• [SELECTED TEXT]
------------------------
Olympics: New-look U.S. hockey roster picked
AP Hockey Writer
Not since NHL players started going to the Olympics 12 years ago has the U.S. team featured so many fresh faces.
Of the 23 players chosen Friday for next month's games, only New York Rangers captain Chris Drury, New Jersey counterpart Jamie Langenbrunner and Detroit defenseman Brian Rafalski will carry Olympic experience with them into what could be the most-watched hockey tournament ever.
Aging American stalwarts such as Mike Modano, Bill Guerin, Keith Tkachuk and Scott Gomez will all be able to rest during the long break in February because they were left off the team that will head to Vancouver.
The infusion of up-and-coming players is hardly a surprise. Team USA general manager Brian Burke made it clear last summer is was time to turn the page on those who represented the United States time and time again on the international stage.
------------------------
• [TASK A]
Edit the hockey roster article by writing out its passage again, starting at "Aging American stalwarts" and ending at "head to Vancouver.", with "stalwarts" replaced by "veterans".
• [TASK B]
Rewrite every line of the records below as a JSON list of strings, one string per line, skipping blank lines and leaving the pictures out.
------------------------
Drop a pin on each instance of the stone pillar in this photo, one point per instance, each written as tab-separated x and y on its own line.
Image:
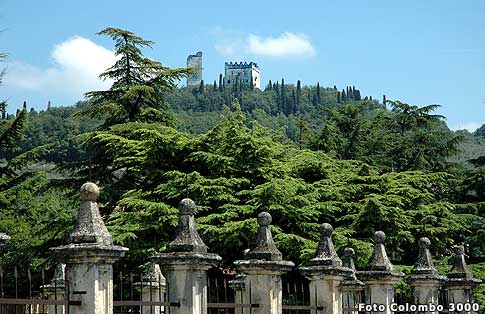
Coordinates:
380	277
424	279
152	289
460	281
240	293
186	263
55	290
89	257
326	274
351	287
263	266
------------------------
• [FINAL ANSWER A]
Aging American veterans such as Mike Modano, Bill Guerin, Keith Tkachuk and Scott Gomez will all be able to rest during the long break in February because they were left off the team that will head to Vancouver.

• [FINAL ANSWER B]
[
  "Drop a pin on each instance of the stone pillar in this photo, one point per instance, each written as tab-separated x and y on its own line.",
  "Image:",
  "Coordinates:",
  "380\t277",
  "424\t279",
  "152\t289",
  "460\t281",
  "240\t293",
  "186\t263",
  "55\t290",
  "89\t257",
  "326\t274",
  "351\t287",
  "263\t266"
]